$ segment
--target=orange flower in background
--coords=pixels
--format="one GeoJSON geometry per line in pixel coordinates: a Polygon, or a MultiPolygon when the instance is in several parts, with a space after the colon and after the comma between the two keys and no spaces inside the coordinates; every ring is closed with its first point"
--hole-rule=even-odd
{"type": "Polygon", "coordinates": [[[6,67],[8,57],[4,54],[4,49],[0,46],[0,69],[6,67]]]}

---

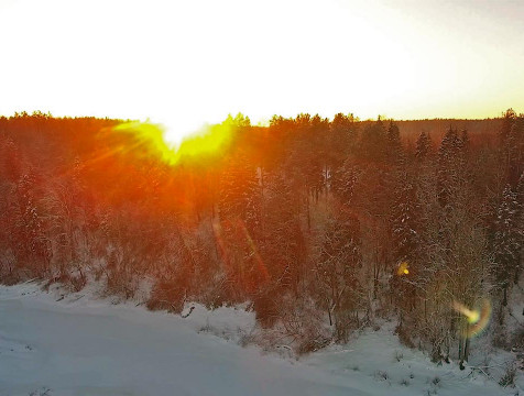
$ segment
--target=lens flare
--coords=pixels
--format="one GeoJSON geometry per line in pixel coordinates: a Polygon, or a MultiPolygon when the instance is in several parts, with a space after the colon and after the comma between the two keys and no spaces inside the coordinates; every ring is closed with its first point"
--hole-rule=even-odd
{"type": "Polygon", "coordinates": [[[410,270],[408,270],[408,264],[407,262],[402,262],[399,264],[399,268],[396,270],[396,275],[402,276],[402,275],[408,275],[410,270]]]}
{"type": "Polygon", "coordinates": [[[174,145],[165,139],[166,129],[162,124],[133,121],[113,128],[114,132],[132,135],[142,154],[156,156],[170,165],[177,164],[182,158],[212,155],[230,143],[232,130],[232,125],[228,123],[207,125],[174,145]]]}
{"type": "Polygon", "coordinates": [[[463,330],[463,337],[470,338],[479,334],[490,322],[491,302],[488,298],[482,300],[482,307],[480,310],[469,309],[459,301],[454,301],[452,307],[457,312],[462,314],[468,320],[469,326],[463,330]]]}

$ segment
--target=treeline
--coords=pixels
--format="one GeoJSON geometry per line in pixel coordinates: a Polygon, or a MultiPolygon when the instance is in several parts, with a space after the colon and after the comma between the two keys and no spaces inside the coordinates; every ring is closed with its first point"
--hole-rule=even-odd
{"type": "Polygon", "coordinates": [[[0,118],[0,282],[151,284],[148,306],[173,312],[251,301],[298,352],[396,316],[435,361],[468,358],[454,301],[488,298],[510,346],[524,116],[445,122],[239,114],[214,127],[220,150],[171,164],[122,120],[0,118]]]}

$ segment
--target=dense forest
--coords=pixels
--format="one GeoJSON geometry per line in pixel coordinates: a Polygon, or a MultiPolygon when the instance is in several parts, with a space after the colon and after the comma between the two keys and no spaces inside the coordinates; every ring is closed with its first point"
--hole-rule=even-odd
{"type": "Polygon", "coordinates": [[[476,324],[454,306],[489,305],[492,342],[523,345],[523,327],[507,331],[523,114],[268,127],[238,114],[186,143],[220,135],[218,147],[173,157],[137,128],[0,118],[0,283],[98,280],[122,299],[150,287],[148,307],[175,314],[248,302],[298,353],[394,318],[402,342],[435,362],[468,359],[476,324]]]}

* * *

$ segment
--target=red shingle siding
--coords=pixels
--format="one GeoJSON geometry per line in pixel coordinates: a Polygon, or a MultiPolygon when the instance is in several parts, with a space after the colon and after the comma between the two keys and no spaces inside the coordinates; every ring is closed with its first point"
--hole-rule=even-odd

What to produce: Count the lines in the entries above that contain the string "target", treating uppercase and lowercase as different, and reply with the number alone.

Output of the task: 5